DIRECTIVE: Every entry must be given again exactly.
##### SUPPLIED INFORMATION
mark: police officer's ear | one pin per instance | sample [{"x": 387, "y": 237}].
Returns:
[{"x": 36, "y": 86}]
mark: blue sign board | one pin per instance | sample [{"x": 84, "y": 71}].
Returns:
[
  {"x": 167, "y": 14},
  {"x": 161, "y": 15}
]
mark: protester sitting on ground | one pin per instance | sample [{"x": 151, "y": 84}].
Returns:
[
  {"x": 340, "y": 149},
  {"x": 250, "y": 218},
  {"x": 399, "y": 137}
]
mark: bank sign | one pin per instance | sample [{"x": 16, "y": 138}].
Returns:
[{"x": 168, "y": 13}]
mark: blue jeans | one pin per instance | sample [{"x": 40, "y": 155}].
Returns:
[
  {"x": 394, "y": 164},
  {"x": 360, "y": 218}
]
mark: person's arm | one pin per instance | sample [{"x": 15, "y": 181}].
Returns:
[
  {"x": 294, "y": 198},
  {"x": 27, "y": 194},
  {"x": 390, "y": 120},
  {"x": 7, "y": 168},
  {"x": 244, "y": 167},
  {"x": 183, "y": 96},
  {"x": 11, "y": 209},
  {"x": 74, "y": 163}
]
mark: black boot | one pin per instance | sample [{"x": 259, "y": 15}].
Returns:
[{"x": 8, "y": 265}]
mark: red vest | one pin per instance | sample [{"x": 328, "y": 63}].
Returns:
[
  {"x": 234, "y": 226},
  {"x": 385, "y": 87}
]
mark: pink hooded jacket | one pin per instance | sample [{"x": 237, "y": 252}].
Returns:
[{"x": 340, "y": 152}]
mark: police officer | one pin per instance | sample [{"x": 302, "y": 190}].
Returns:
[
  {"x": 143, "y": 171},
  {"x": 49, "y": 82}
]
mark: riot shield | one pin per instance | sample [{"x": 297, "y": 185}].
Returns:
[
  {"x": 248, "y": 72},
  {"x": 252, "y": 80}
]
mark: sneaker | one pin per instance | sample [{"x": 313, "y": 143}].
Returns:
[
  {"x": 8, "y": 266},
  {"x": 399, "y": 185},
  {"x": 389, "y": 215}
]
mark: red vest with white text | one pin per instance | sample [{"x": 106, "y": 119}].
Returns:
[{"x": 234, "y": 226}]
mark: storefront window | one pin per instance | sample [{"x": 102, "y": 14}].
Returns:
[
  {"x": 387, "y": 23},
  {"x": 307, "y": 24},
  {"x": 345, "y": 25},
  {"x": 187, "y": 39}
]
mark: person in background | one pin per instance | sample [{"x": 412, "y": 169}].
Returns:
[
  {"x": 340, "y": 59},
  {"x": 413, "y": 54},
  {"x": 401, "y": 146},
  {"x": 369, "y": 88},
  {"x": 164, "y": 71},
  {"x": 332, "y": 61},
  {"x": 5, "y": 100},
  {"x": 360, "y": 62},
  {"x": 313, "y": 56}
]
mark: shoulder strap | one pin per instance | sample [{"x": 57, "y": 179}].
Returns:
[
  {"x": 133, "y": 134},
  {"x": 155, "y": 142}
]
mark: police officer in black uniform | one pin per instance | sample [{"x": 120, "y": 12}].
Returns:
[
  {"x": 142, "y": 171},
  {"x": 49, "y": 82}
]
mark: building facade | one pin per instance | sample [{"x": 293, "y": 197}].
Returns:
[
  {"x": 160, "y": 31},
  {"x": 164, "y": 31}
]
##########
THE RESPONSE:
mark: police officer's ear | one pin per instance | sample [{"x": 387, "y": 237}].
Returns:
[{"x": 36, "y": 86}]
mark: blue sign board | one pin per instance | sample [{"x": 84, "y": 71}].
Returns:
[
  {"x": 167, "y": 14},
  {"x": 161, "y": 15}
]
mark: protester sitting on ground | one pin per instance | sample [{"x": 151, "y": 84}].
Returns:
[
  {"x": 340, "y": 149},
  {"x": 250, "y": 218},
  {"x": 399, "y": 137}
]
mark: bank sign | one pin per instance | sample [{"x": 16, "y": 138}].
Returns:
[{"x": 168, "y": 13}]
mark: blue jeans | one pin per instance | sample [{"x": 40, "y": 155}].
Returns:
[
  {"x": 394, "y": 164},
  {"x": 360, "y": 218}
]
mark: person's arm | one pin per instance | sample [{"x": 15, "y": 181}].
Returns:
[
  {"x": 294, "y": 198},
  {"x": 27, "y": 194},
  {"x": 390, "y": 120},
  {"x": 7, "y": 168},
  {"x": 244, "y": 167},
  {"x": 183, "y": 96},
  {"x": 11, "y": 209},
  {"x": 74, "y": 163}
]
mark: black boot | one pin per instance | sample [{"x": 259, "y": 15}].
Returns:
[{"x": 8, "y": 265}]
mark: red vest | one pin per instance | sample [{"x": 328, "y": 63}].
Returns:
[
  {"x": 234, "y": 226},
  {"x": 385, "y": 87}
]
mark: pink hooded jacket | one pin per instance | sample [{"x": 237, "y": 252}].
Returns:
[{"x": 340, "y": 152}]
mark: police officer | one pin per instance | sample [{"x": 302, "y": 190}].
Returns:
[
  {"x": 143, "y": 171},
  {"x": 49, "y": 82}
]
mark: riot shield | one pin per instance | sample [{"x": 297, "y": 185}].
Returns:
[
  {"x": 248, "y": 72},
  {"x": 252, "y": 80}
]
mark: sneaker | one pin per instance | sample [{"x": 313, "y": 143}].
Returns:
[
  {"x": 8, "y": 266},
  {"x": 399, "y": 185},
  {"x": 389, "y": 215}
]
mark: red vest with white text | one pin per instance | sample [{"x": 106, "y": 119}].
Returns:
[{"x": 234, "y": 226}]
mark: storefront window | one pin per instance | sample [{"x": 102, "y": 14}].
Returns:
[
  {"x": 387, "y": 23},
  {"x": 307, "y": 24},
  {"x": 345, "y": 25},
  {"x": 187, "y": 39}
]
mark: person in background | one pin per instance | sample [{"x": 412, "y": 169}].
Returns:
[
  {"x": 340, "y": 59},
  {"x": 413, "y": 54},
  {"x": 401, "y": 146},
  {"x": 369, "y": 88},
  {"x": 164, "y": 71},
  {"x": 332, "y": 61},
  {"x": 5, "y": 100},
  {"x": 360, "y": 62},
  {"x": 313, "y": 56}
]
mark: shoulder strap | one pin per instance | sample [{"x": 57, "y": 179}].
Returns:
[
  {"x": 133, "y": 134},
  {"x": 155, "y": 142}
]
mark: police officer in black uniform | one pin per instance | sample [{"x": 120, "y": 12}].
Returns:
[
  {"x": 142, "y": 171},
  {"x": 49, "y": 82}
]
mark: building facade | one pin per instance | sample [{"x": 293, "y": 197}].
Returns:
[
  {"x": 160, "y": 31},
  {"x": 164, "y": 31}
]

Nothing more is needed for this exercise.